[QUOTED PASSAGE — start]
# Budgie with sinusitis sneezing



## HappyBirdy (Feb 15, 2019)

Hi, i have recently brought my budgie to an avian vet and he didn’t get any tests done but was presumed to have sinusitis due to nasal discharge and a eye infection. He was given eye drops, Nystatin and Amoxyclav drops. It is his 3rd day of medication and I thought he was getting better as his nasal discharge cleared and his eye started to have lesser discharge but i still get really paranoid and anxious at night after I cover his cage as he will start sneezing for 5-10 times for about 30 minutes. In the day, he would only sneeze 1-3 times and only very occasionally. Should i be worried? It could be that he hasnt had his full course of antibiotics (10 days). I have touched his nares after his sneeze in the day and didn’t feel any wetness. Sorry but i tend to ruminate in the night and get really anxious at night so i’m a little paranoid. Thank you for the help.
[QUOTED PASSAGE — finish]
#### [THINGS TO DO]
1 > According to the budgie sinusitis post, what medications was the bird given?
2 > Continue the budgie sinusitis post from where it stops.
[DATA TO EXAMINE — start]
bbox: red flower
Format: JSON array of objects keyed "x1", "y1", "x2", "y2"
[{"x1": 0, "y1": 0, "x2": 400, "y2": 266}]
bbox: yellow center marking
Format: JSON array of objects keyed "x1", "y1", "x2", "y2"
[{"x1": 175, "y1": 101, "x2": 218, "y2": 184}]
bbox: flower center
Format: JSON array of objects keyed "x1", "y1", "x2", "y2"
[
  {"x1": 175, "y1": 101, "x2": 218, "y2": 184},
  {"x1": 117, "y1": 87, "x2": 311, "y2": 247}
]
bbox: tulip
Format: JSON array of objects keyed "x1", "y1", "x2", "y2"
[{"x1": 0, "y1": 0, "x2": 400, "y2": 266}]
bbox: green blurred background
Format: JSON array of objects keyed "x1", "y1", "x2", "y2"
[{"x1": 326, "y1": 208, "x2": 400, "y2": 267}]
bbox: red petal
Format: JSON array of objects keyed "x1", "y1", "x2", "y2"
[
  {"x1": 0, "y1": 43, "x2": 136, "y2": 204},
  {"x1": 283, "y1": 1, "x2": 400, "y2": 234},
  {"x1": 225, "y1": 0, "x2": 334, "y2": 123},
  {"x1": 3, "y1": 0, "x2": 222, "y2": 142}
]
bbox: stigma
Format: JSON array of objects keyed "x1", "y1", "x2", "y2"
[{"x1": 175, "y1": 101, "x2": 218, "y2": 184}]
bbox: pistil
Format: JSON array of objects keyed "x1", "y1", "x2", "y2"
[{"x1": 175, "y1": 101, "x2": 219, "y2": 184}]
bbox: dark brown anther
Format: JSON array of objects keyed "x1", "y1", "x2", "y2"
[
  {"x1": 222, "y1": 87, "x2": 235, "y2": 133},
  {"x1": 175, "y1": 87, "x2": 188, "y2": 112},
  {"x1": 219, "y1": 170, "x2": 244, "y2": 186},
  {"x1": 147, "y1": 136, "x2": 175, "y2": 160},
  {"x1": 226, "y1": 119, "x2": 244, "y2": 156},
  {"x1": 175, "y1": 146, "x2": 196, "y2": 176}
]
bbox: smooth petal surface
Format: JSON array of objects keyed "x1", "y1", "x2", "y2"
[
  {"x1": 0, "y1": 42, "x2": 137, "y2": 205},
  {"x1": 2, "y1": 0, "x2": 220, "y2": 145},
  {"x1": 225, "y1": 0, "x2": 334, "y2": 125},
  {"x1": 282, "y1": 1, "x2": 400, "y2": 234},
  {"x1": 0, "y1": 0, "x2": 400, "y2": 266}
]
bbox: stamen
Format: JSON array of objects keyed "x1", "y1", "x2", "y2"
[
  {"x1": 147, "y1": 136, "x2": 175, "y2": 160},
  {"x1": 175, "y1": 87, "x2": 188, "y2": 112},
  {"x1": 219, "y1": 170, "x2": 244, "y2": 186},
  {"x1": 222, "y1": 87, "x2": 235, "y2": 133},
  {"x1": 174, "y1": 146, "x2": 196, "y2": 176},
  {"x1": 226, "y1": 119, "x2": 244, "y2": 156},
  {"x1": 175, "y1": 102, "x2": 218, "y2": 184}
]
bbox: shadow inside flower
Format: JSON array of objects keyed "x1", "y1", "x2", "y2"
[DATA TO EXAMINE — finish]
#### [ANSWERS BY ITEM]
1 > Eye drops, Nystatin and Amoxyclav drops.

2 >
Edit: I forgot to add but he doesnt have any change in behaviour and is still very active in the day except for some face scratching but we have noticed a decrease since medication.


----------



## FaeryBee (May 9, 2011)

*You need to call your Avian Vet and describe what is happening and the situation.
Your veterinarian is the professional and is best able to advise you with regard to your budgie's condition, how long it will take before the antibiotics begin working and if the sneezing at night is of concern at this point in time.

I hope your little fellow has a full and speedy recovery.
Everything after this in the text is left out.